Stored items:
-- start --
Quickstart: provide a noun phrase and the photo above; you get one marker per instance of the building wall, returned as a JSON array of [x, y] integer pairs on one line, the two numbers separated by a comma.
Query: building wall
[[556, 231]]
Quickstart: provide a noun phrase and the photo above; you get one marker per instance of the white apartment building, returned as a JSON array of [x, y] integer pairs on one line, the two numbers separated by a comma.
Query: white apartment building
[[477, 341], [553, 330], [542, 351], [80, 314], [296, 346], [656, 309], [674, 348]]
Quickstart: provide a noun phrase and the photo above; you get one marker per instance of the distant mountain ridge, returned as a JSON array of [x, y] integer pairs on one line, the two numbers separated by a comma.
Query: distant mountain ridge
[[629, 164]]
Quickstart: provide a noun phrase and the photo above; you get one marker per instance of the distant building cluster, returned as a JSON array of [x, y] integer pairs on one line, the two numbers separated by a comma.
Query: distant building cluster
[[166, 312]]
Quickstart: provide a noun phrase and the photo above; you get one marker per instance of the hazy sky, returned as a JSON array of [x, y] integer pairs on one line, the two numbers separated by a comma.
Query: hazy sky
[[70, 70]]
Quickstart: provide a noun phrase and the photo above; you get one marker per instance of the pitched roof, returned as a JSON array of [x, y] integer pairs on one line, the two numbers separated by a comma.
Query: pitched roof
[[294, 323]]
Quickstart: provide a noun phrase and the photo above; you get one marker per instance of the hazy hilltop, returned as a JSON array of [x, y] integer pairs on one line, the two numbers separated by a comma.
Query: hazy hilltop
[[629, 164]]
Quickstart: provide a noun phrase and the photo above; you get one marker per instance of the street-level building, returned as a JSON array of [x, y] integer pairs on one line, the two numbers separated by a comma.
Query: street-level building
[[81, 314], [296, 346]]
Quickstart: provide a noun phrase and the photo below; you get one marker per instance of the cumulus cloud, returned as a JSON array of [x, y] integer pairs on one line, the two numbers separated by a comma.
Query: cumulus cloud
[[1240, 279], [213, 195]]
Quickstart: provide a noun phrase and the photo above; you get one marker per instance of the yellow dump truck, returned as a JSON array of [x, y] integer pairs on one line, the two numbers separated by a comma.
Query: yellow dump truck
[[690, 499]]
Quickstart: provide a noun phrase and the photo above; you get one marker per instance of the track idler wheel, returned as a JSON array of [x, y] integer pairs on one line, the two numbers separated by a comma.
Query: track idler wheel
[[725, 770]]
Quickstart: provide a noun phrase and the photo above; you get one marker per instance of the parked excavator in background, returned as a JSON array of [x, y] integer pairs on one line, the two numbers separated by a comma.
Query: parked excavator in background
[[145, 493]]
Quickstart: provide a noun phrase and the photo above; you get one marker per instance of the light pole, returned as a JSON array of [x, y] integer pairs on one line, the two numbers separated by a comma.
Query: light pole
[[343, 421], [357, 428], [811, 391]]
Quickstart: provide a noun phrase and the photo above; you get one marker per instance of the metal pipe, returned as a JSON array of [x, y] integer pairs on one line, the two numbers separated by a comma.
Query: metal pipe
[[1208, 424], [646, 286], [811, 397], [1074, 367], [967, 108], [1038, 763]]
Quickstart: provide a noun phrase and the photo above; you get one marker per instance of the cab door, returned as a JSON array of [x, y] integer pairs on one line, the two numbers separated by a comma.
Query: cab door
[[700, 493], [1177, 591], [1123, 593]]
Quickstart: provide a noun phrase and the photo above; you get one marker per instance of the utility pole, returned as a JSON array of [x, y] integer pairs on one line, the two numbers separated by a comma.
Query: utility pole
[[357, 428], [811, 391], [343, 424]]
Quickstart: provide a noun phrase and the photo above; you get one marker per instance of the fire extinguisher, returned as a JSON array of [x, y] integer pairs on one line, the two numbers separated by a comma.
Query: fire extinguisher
-- end --
Copy the lines word for word, starting at the line containing "of the pitched" and ending at the line containing "[[343, 421], [357, 428], [811, 391]]".

Quickstart: provide a noun phrase and the photo above; you get one marker per instance of the pitched roof, returned as a JSON array of [x, y] integer pairs on one line, the two numbers separated by a comma.
Query: pitched roof
[[294, 323]]
Quickstart: provide a noun phrase and the photo above; you get one marker per instance of the hazy hilltop, returned as a JSON array of [x, y] integer pairs on one line, the two numbers separated by a comma.
Query: hazy hilltop
[[629, 164]]
Quickstart: provide a noun phrase and the photo above; you get one marker per instance of the street-level building, returned as a JSON array of [x, y] integer pairs on one line, the two numbers separated by a comma.
Query: street-level building
[[81, 314], [296, 346]]
Quickstart: provide a noun phrase and the photo below; you get one marker per instance of the cumulus cloud, returned as a JSON array of [x, y] integer pairs on one line, the two numbers separated by a comma.
Query: cumulus cloud
[[1240, 279], [213, 195]]
Quickstart: provide a noun phrase and the photo above; you get one marker per instance of the yellow dump truck, returned as a JSON array of [x, y] integer pairs on one line, the two numbers separated by a comma.
Query: yellow dump truck
[[690, 499]]
Quickstart: provide a noun phrase and the photo above; you get one marker per instance of the track idler wheel, returned as a JSON array of [x, y] integer pairs on one line, the two numbers separated by a comma.
Query: track idler wheel
[[725, 770]]
Quickstart: provide a noun phrase and the photo above; you get one marker per instance of the parked excavator in background, returned as a JSON array of [x, y] integer pairs on one line, the two numbers separated by a comma.
Query: parked excavator in background
[[145, 493]]
Quickstart: provide a noun phrase and the photo above; you get one marker per instance of the light pole, returned as a JSON array of [x, y] integer pairs on one line, the two numbers separated by a comma.
Query: light pole
[[343, 421], [357, 428], [811, 391]]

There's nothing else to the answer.